### ARTICLE
──────
Hands On — iOS

Case Study

Designing a knowledge-sharing content creation platform for aspiring and experienced do-it-yourselfers, with an emphasis on inclusivity and accessibility.


Sketch App, Figma, InVision, Marvel, Webflow, Illustrator


10 weeks

Key Skills

Ideation, interviews, user stories, sketching, information architecture, userflows, wireframing, visual design, prototyping, UX research

Try the interactive prototype
A header of 2 screen mockups with the Hands On logo beside them.


It’s difficult to be confident in your own handiwork without experience, guidance, or mentorship. Hands On explores the ways in which tasks like these could be taught clearly so that anyone can be handy.

While teaching sculpture to undergraduate students at NYU, I embraced a hands-on pedagogical approach to teaching building principles and shop etiquette. I believe that with basic fundamentals training and practicable experience, students can confidently and capably conduct themselves in the handiwork arena; if you can use a hot-glue gun, you can use a MIG welder.

If you can use a hot-glue gun, you can use a MIG welder.


Do-it-yourself projects and handiwork can be complicated, frustrating, and unfamiliar. There are very few opportunities for aspiring do-it-yourselfers to gain reliable knowledge about handiwork practices. Existing handiwork platforms are inequitable and only offer transactional contracting services within a larger gig economy.


Hands On is a content creation platform that provides users with the opportunity to learn and share knowledge about handiwork and repair practices. Operating in an accessible, independent and convenient digital space, Hands On is dedicated to providing users with reliable service to grow their skills in handiwork.


Hands On was designed for motivated do-it-yourselfers from a wide range of experiential backgrounds that share the willingness to learn new skills. The platform was designed with the understanding that anyone is capable of learning handiwork skills.

Solution Overview

The creator economy

Most existing handiwork platforms rely on a for-hire contracting model. In theory, the gig economy purports to democratize the labor market by giving workers greater flexibility and freedom, but the reality is that for most, working in the gig economy means low pay, insecure work, and no employment rights worth speaking of.
──────
### RAW RECORDS
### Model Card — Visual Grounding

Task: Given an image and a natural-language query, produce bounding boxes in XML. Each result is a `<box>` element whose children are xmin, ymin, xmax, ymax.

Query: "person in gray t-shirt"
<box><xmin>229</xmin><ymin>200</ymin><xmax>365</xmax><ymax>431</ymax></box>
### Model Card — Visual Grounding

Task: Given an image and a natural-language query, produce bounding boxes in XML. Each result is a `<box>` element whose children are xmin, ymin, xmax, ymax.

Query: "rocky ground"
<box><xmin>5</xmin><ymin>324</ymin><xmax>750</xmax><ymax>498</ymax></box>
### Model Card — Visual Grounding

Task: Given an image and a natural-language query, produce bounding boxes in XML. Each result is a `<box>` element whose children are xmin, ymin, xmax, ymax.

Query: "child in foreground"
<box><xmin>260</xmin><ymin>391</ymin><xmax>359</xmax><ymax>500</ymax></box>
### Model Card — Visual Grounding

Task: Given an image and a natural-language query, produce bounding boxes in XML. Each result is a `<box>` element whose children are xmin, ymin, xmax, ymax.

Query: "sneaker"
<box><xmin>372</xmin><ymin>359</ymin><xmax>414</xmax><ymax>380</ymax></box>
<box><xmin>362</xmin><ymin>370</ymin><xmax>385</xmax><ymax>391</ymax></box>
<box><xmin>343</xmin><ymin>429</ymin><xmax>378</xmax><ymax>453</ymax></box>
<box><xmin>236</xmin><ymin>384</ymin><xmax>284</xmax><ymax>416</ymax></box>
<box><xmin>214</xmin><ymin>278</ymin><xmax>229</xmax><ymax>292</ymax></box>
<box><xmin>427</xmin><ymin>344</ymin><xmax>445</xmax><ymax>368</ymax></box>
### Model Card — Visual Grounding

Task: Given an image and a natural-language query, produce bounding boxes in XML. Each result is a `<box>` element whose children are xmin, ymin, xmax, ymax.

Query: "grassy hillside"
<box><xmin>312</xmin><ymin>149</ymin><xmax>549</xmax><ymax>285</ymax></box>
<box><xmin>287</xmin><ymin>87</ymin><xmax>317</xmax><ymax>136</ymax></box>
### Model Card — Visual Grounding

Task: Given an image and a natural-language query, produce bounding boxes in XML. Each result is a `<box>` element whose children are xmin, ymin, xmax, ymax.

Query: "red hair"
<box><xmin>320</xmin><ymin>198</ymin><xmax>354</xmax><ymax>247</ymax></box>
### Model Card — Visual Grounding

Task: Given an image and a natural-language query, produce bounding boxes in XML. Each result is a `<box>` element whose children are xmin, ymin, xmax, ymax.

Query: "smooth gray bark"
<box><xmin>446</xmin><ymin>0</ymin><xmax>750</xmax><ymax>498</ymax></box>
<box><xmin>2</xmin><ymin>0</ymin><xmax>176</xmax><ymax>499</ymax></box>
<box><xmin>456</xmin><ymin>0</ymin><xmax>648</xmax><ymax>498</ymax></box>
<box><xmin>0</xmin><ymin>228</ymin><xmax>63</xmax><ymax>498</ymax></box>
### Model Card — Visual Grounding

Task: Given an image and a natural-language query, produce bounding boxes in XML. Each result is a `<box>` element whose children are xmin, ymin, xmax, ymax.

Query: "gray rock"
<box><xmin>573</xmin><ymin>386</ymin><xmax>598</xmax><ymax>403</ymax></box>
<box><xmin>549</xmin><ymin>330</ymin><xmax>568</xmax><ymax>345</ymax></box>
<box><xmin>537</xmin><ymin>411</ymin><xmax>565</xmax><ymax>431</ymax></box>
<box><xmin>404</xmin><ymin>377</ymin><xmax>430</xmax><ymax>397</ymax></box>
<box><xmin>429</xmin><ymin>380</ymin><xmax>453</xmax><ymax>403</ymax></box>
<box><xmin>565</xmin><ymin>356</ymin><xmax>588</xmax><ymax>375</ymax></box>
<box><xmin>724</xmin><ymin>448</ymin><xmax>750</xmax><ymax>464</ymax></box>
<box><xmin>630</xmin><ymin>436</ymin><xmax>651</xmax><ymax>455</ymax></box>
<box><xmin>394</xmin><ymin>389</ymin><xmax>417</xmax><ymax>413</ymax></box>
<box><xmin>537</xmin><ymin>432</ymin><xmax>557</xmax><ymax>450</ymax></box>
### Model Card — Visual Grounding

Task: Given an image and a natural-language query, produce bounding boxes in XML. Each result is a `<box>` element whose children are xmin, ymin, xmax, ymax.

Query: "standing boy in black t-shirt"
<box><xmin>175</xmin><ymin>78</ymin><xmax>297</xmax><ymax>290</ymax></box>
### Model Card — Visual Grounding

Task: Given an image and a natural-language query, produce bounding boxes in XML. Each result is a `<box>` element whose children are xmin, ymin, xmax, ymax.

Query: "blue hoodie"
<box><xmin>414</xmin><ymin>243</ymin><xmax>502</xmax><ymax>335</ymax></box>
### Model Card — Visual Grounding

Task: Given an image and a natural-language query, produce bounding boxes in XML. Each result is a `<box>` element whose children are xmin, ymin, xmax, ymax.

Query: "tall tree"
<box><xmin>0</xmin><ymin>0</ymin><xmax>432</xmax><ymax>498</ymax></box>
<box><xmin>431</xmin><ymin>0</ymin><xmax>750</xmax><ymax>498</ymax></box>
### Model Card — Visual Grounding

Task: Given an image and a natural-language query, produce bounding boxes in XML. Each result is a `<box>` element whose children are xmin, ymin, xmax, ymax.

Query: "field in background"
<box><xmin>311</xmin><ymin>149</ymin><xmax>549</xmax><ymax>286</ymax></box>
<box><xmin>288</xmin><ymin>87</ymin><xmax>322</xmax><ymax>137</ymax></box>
──────
### STATED TASK A
Translate this sentence from the Hands On case study into Spanish: "Most existing handiwork platforms rely on a for-hire contracting model."
### STATED TASK B
Write a continuation of the Hands On case study, starting right after its final sentence.

### FINAL RESULT A
La mayoría de las plataformas de trabajos manuales existentes dependen de un modelo de contratación por encargo.

### FINAL RESULT B
Hands On envisions a more equitable, popular, and favorable system in the digital creator economy. According to a September 2021 study from The Influencer Marketing Factory, about 50 million people around the world participate in the digital creator economy - that’s around a third of the size of the entire U.S. workforce. And, in 2021, the digital content creator market was valued north of $100 Billion USD.*

Inclusive Design

During research, it was determined that all respondents identifying as female, or non-binary admitted to experiences of sexism, exclusionary, and/or discriminatory practices related to handiwork. To challenge this, a decision was made to rethink the original architecture of the platform, which drew a distinction between content creators and learning users.

By eliminating the concept of mentor vs. mentee, the platform instead facilitates the growth of all users simultaneously. Without a structural hierarchy, users will be able to share more democratically, and without the burden of institutional superiority. 



A quantitive research analysis was conducted to determine the demographics of potential content contributors (i.e.: 'handy-people') that are already using streaming platforms like YouTube to share their projects, how-to videos, and building experiences.

Secondary research was conducted on other handiwork-related platforms producing a heuristic analysis of three major competitors: Handy, TaskRabbit, and Thumbtack. I used three usability heuristics to compare and contrast each platform: aesthetic, consistency and standards, and need recognition.

Evaluative research was conducted over a period of three weeks analyzing the content of Craigslist ads pertaining to handiwork and cataloging them using the following metrics: difficulty or specialization of task, turnaround time, category of task, tools required, and cost/compensatory rate.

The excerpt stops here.